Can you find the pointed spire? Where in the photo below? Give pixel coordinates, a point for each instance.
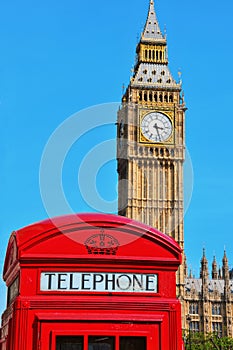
(214, 269)
(151, 30)
(225, 267)
(204, 266)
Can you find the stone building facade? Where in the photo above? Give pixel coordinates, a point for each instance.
(150, 156)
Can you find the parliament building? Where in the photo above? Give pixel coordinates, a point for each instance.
(150, 157)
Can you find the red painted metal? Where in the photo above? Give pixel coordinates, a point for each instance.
(91, 245)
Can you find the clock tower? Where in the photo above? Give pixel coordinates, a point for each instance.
(150, 146)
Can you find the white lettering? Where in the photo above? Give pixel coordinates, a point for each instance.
(98, 282)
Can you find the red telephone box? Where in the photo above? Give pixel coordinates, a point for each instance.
(91, 282)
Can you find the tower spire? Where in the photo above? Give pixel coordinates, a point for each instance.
(152, 31)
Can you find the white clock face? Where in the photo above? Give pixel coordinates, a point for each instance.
(156, 127)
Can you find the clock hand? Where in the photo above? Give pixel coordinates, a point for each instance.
(157, 129)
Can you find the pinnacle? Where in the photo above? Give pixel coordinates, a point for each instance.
(151, 29)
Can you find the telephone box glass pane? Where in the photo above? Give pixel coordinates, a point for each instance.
(101, 342)
(69, 343)
(132, 343)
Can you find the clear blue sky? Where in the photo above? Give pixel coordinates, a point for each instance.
(59, 57)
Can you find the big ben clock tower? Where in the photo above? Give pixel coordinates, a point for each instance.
(150, 147)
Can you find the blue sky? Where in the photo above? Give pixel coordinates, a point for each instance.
(59, 57)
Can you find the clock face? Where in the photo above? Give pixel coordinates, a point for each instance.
(156, 127)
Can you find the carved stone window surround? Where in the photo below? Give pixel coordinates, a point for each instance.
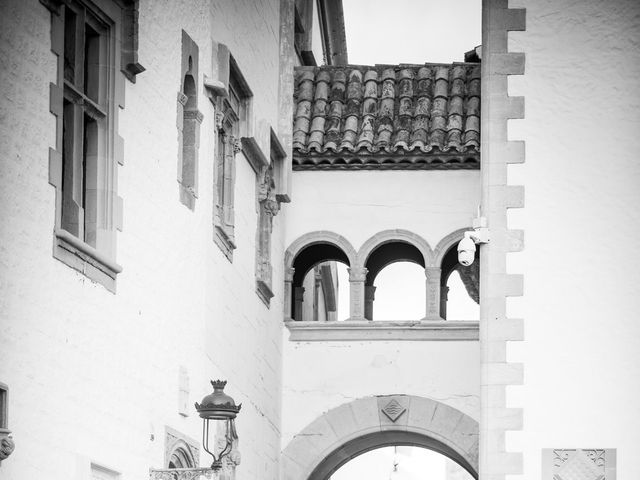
(86, 223)
(231, 96)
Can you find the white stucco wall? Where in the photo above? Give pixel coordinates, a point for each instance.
(582, 181)
(320, 376)
(359, 204)
(94, 375)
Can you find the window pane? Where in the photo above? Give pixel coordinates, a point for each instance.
(69, 45)
(92, 64)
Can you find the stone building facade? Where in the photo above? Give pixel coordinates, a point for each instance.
(172, 171)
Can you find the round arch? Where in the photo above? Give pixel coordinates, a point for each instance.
(356, 427)
(397, 235)
(314, 238)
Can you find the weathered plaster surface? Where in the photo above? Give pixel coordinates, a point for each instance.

• • •

TASK PROMPT:
Write out all the entries word for word, but skip any images.

TASK RESPONSE:
Can you find the pointed spire? Where in the photo below? Give pixel coordinates, a point for each instance.
(214, 269)
(151, 30)
(225, 267)
(204, 266)
Can you find the stone building facade? Where in the photo above? Give pixel coordinates, a point for each instance.
(150, 156)
Can you find the parliament building? Where in the photo above? Give pixel coordinates, a point for each instance.
(150, 157)
Can you find the red painted metal? Where in the photo above? Give pixel coordinates, a point for each instance.
(91, 245)
Can you find the clock tower? Where in the photo above? Give pixel coordinates, a point for each instance.
(150, 146)
Can you find the white lettering? Where in the photo above? Give pixel coordinates, a point for each instance.
(98, 282)
Can you find the red telephone box? Where in the photo above? Give pixel coordinates, a point for each instance.
(91, 282)
Can you find the tower spire? Where in the photo above? Give pixel coordinates, a point for each instance.
(152, 31)
Can you find the white clock face? Where in the photo above? Give pixel coordinates, a point for each instance.
(156, 127)
Can you find the clock hand? Where in the photo above? Give pixel coordinates, a point for each instance.
(157, 129)
Can you find the pinnacle? Where in the photo above? Give pixel coordinates, a point for each instance.
(151, 29)
Can you find the telephone box glass pane? Where in the photo above? Give pixel coordinates, a point for each instance.
(101, 342)
(69, 343)
(132, 343)
Can you find the clear blue sky? Where in the photo above? Give pixel coordinates, a point for each instance.
(59, 57)
Can you find the big ben clock tower? Where in the photo above? Give pixel coordinates, a point for each instance.
(150, 147)
Can you find the blue sky? Where in the photo above? Give pixel coordinates, a point for each instance.
(59, 57)
Can you find the clock face? Where in the photo above? Give pixel coordinates, a point for each instance.
(156, 127)
Can you find the carved stone window surround? Where in the photo below? Give pixel coordinates, a point for each instance.
(86, 223)
(231, 96)
Can you find the white stucco wall? Where in the photo above? Give pixel coordinates, a point for each instance.
(582, 181)
(320, 376)
(359, 204)
(94, 375)
Can you find the window pane? Where in the photo above? Give pixel coordinates, a point for each instance.
(69, 45)
(92, 64)
Can you find the stone building facade? Where in the photo above? Give pixel coordinates, a point for each instance.
(172, 171)
Can you find the round arch? Where in the photo above? Give pixel coordinates, a point for each instance.
(356, 427)
(397, 235)
(314, 238)
Can you find the weathered plaster surface? Where in the photo above? Give pixel coordinates, a point for each instance.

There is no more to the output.